■ **YOUR INSTRUCTIONS**
In the copy, include every entry exactly but none of the images.

## BEGIN MATERIAL FOR THIS EXERCISE

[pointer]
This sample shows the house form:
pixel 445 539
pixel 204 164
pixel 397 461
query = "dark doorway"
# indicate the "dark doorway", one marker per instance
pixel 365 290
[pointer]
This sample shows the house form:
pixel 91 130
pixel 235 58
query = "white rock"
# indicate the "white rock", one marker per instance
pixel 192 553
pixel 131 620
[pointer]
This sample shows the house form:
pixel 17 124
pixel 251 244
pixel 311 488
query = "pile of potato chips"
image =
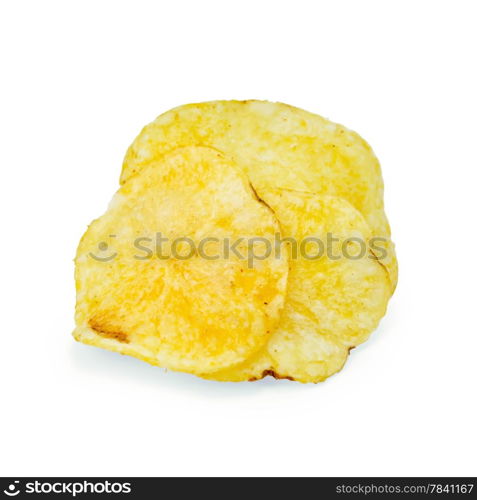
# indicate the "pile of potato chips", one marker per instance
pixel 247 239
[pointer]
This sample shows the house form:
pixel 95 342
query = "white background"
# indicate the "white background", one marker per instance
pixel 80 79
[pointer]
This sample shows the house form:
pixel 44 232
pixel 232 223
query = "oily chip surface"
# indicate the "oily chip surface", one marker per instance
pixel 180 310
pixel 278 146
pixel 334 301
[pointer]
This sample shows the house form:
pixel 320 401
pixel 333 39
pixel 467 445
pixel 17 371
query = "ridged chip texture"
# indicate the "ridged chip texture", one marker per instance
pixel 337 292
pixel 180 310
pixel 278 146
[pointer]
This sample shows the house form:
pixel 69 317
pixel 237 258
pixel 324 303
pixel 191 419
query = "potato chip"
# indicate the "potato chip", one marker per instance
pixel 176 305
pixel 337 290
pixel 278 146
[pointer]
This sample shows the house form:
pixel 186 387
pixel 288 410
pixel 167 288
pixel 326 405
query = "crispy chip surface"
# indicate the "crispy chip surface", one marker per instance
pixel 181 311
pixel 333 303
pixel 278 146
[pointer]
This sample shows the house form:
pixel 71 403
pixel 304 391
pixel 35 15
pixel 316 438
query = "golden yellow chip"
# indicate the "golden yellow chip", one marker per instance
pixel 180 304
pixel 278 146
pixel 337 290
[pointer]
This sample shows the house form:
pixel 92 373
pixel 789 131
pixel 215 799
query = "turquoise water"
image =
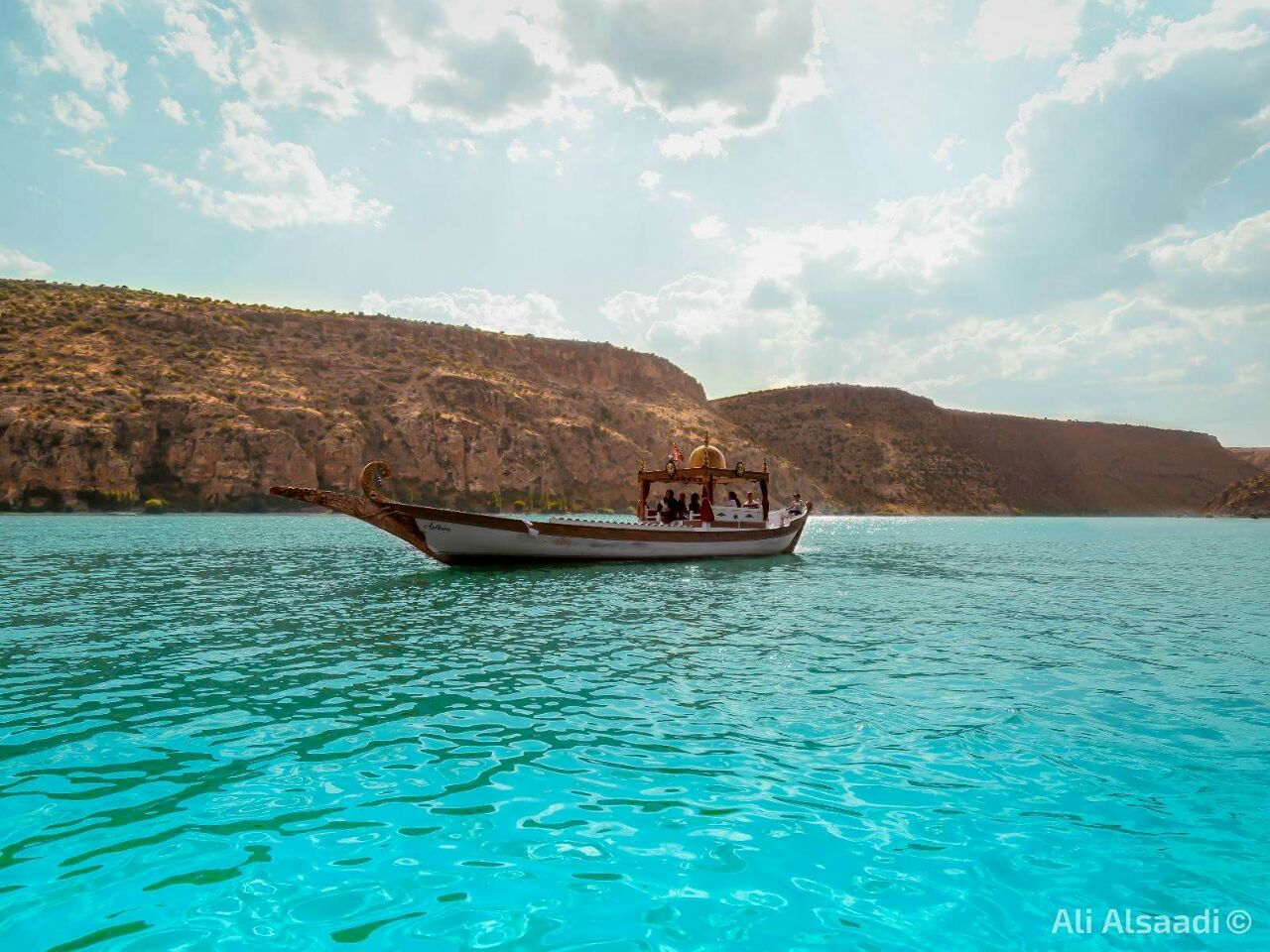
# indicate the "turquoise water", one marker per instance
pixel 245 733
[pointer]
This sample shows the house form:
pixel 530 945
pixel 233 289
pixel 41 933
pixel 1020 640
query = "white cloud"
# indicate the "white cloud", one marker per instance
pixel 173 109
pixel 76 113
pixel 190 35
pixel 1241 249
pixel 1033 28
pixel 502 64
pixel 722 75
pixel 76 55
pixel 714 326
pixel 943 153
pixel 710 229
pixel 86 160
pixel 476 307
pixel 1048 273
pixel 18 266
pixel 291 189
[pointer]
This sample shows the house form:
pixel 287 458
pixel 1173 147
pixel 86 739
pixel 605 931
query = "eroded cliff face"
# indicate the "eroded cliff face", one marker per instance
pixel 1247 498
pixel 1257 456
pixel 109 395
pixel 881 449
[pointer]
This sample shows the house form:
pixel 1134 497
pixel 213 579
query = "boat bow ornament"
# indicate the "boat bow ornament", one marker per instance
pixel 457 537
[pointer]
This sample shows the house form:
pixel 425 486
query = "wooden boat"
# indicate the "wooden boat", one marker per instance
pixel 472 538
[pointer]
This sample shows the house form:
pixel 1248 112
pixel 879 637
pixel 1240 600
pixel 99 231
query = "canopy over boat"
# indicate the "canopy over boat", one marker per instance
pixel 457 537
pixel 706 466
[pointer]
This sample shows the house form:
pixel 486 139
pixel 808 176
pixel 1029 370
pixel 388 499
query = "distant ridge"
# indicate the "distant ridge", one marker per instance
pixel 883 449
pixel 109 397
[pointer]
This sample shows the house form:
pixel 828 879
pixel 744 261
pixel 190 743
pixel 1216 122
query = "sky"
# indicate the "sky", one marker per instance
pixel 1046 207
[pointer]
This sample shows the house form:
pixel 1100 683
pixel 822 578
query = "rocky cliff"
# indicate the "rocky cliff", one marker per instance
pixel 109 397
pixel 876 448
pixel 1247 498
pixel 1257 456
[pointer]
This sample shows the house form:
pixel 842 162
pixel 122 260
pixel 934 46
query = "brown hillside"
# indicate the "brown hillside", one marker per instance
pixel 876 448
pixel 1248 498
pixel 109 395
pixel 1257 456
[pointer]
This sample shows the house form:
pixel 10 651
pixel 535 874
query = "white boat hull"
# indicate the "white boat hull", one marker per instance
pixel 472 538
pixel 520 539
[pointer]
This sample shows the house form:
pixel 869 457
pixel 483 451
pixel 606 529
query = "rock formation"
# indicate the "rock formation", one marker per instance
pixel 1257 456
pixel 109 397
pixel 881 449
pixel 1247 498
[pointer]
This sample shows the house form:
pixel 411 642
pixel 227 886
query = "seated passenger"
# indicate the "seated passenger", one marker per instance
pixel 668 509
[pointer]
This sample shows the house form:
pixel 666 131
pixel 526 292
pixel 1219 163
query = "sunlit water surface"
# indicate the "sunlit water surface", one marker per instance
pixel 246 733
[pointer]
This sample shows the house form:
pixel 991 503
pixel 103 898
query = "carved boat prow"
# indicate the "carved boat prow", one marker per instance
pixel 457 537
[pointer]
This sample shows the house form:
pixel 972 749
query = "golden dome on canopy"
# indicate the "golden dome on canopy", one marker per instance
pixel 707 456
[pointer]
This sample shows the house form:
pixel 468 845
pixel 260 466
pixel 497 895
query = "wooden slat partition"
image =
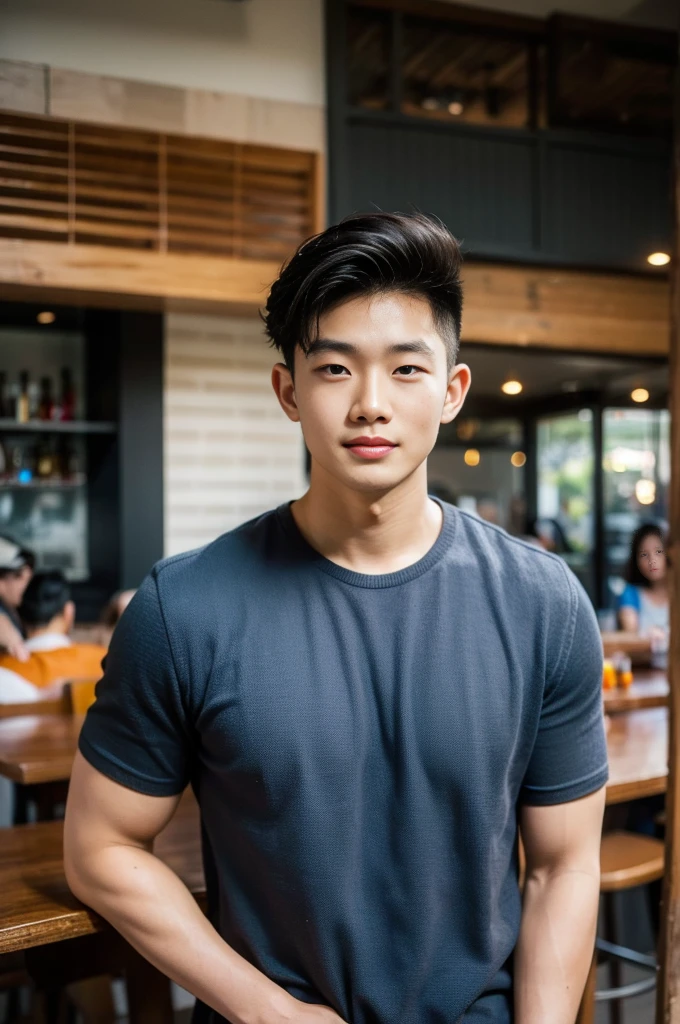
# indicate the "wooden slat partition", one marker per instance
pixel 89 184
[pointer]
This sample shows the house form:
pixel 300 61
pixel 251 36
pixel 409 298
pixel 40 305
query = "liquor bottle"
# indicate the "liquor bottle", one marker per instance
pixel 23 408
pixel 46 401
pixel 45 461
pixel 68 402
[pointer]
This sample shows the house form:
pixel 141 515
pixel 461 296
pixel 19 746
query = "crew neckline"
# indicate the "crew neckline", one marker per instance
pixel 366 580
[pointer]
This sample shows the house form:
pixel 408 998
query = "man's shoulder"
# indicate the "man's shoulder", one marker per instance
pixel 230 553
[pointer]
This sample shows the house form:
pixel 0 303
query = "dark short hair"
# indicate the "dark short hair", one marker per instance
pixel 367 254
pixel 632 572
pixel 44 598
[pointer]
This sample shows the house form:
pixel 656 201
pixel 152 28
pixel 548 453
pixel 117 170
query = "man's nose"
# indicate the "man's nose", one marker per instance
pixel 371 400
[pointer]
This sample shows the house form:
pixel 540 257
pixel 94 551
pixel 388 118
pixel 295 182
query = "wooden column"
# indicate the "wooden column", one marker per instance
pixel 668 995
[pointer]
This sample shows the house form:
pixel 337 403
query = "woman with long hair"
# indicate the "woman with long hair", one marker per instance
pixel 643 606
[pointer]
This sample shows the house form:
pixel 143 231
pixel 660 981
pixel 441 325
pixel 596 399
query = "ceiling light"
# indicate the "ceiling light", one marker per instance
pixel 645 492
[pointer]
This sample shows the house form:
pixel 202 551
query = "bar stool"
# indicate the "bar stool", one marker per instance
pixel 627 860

## END MATERIAL FOR THIS EXERCISE

■ **TASK OUTPUT**
[pointer]
This sample shows the house form:
pixel 445 539
pixel 204 164
pixel 397 461
query = "dark doorway"
# indicate the "dark doorway", one marker per instance
pixel 365 290
[pointer]
This sample shows the house form:
pixel 91 130
pixel 235 58
query = "white rock"
# indicate the "white rock", one marker per instance
pixel 192 553
pixel 131 620
[pointer]
This sample shows the house form:
pixel 17 124
pixel 251 244
pixel 311 488
query = "pile of potato chips"
image =
# indicate the "pile of potato chips", one marker per instance
pixel 247 239
[pointer]
This sample shows the house form:
pixel 95 342
query = "white background"
# indicate the "white background", one marker per instance
pixel 80 79
[pointer]
This sample shows the house form:
pixel 44 232
pixel 232 223
query = "oily chip surface"
# indicate the "oily chip surface", one marker per instance
pixel 180 310
pixel 278 146
pixel 334 301
[pointer]
This sample shows the house form:
pixel 320 401
pixel 333 39
pixel 467 445
pixel 17 371
query = "ridged chip texture"
# indicate the "ridged chip texture", one marker per instance
pixel 337 292
pixel 180 310
pixel 278 146
[pointer]
This sample shows the house form:
pixel 69 317
pixel 237 258
pixel 324 303
pixel 191 419
query = "potato chip"
# indicate the "potato chip", one marker per instance
pixel 176 305
pixel 337 290
pixel 278 146
[pointer]
This sample shows the house form:
pixel 186 387
pixel 288 410
pixel 167 288
pixel 326 405
query = "crispy chip surface"
# indicate the "crispy chip surface", one marker per instance
pixel 181 311
pixel 333 303
pixel 278 146
[pointer]
This sample shows the house form:
pixel 71 403
pixel 304 391
pixel 35 15
pixel 316 438
query = "golden yellow chip"
# indicate the "golden yellow chip", one marker per instance
pixel 180 304
pixel 278 146
pixel 337 290
[pointer]
This sample shows the house form:
pixel 92 373
pixel 789 131
pixel 215 799
query = "turquoise water"
image =
# indicate the "turquoise water", one marker per instance
pixel 245 733
[pointer]
This sample shows the house form:
pixel 530 945
pixel 233 289
pixel 41 933
pixel 1020 640
query = "white cloud"
# indicate the "white cloud", one marker per instance
pixel 173 109
pixel 76 113
pixel 190 35
pixel 1241 249
pixel 1033 28
pixel 502 64
pixel 722 75
pixel 76 55
pixel 714 326
pixel 943 153
pixel 710 229
pixel 86 160
pixel 476 307
pixel 1048 273
pixel 18 266
pixel 291 189
[pointer]
This sample shows the house form:
pixel 287 458
pixel 1173 147
pixel 86 739
pixel 605 931
query = "eroded cliff face"
# indicate the "eroded cliff face", one marker per instance
pixel 1247 498
pixel 1257 456
pixel 109 395
pixel 881 449
[pointer]
This sample shows the house form:
pixel 1134 497
pixel 213 579
query = "boat bow ornament"
# indicate the "boat bow ornament", one marker per instance
pixel 457 537
[pointer]
This sample shows the house form:
pixel 425 486
query = "wooden boat"
# indicate the "wooden boat", one marker per instance
pixel 472 538
[pointer]
This sample shows the house form:
pixel 1248 112
pixel 879 637
pixel 1240 600
pixel 99 231
query = "canopy over boat"
# indicate the "canopy over boat", one marker per instance
pixel 457 537
pixel 706 466
[pointer]
This sample shows the house form:
pixel 486 139
pixel 808 176
pixel 1029 370
pixel 388 499
query = "distant ridge"
# indicate the "distant ridge", one marker per instance
pixel 883 449
pixel 109 397
[pointer]
This sample shows the house form:
pixel 828 879
pixel 744 261
pixel 190 743
pixel 1216 122
query = "sky"
# indicate the "sky", one marker per instance
pixel 1046 207
[pointer]
This sample shows the house form:
pixel 1100 683
pixel 822 578
query = "rocky cliff"
# indicate the "rocky cliff", one marker per instance
pixel 109 397
pixel 876 448
pixel 1247 498
pixel 1257 456
[pointer]
This sample shows the house form:
pixel 842 162
pixel 122 260
pixel 934 46
query = "brown hillside"
# indicate the "brown hillside", one marker per instance
pixel 876 448
pixel 1248 498
pixel 109 395
pixel 1257 456
[pointer]
This sample shows the house form:
pixel 10 651
pixel 535 874
query = "white boat hull"
# indicate the "white boat hull", one marker per instance
pixel 472 538
pixel 520 539
[pointer]
This sample shows the house form:
pixel 869 457
pixel 483 451
pixel 606 529
query = "rock formation"
# indicate the "rock formation", one marker per instance
pixel 1257 456
pixel 109 397
pixel 881 449
pixel 1247 498
[pointer]
This sample shows the house form:
pixel 411 642
pixel 227 886
query = "seated passenger"
# indicate the "seated passenger", one marker per instance
pixel 668 509
[pointer]
This sample shows the house form:
pixel 666 131
pixel 526 292
pixel 1219 163
query = "sunlit water surface"
# indicate the "sunlit water surface", one marker per instance
pixel 246 733
[pointer]
This sample shows the house form:
pixel 991 503
pixel 103 898
query = "carved boat prow"
# indicate the "carved boat prow", one marker per instance
pixel 457 537
[pointer]
This sample shows the house form:
pixel 972 749
query = "golden dome on canopy"
# indicate the "golden dome on canopy", one marker per instance
pixel 707 456
[pointer]
This sample shows the house form:
pixel 468 845
pixel 260 466
pixel 497 895
query = "wooden slat partition"
image =
# indicate the "wooden slat partition", one marker per instance
pixel 89 184
[pointer]
This sample shows the house form:
pixel 300 61
pixel 251 36
pixel 409 298
pixel 40 305
query = "liquor bottle"
# indicate the "liquor bottle", one marker per instance
pixel 23 408
pixel 46 401
pixel 45 461
pixel 68 402
[pointer]
This sample shows the house form:
pixel 141 515
pixel 461 296
pixel 19 746
query = "crew neckline"
# indicate the "crew neckline", one marker per instance
pixel 366 580
[pointer]
This sample shows the house form:
pixel 408 998
query = "man's shoulder"
# indicate the "man's shoulder", one marker per instance
pixel 230 553
[pointer]
This sample shows the house form:
pixel 0 303
query = "dark short hair"
# indicate the "dark short hair", one marker per instance
pixel 367 254
pixel 632 572
pixel 44 598
[pointer]
This sample shows the house form:
pixel 656 201
pixel 152 28
pixel 548 453
pixel 117 170
query = "man's nose"
# indicate the "man's nose", one marker per instance
pixel 371 400
[pointer]
This sample shows the house form:
pixel 540 257
pixel 94 551
pixel 388 118
pixel 295 182
query = "wooden column"
# indicate the "wooden column", one marker per instance
pixel 668 995
[pointer]
This sample shows the house form:
pixel 337 403
query = "woman with long hair"
# indicate the "woman with long hair", one marker per instance
pixel 643 606
[pointer]
This sample shows the house form:
pixel 143 231
pixel 660 981
pixel 441 325
pixel 596 399
query = "ceiling light"
# indicate the "ceiling light", one marker per instance
pixel 645 492
[pointer]
This sample shows the house form:
pixel 202 551
query = "bar stool"
# indicate the "bar stool", one marker per instance
pixel 627 860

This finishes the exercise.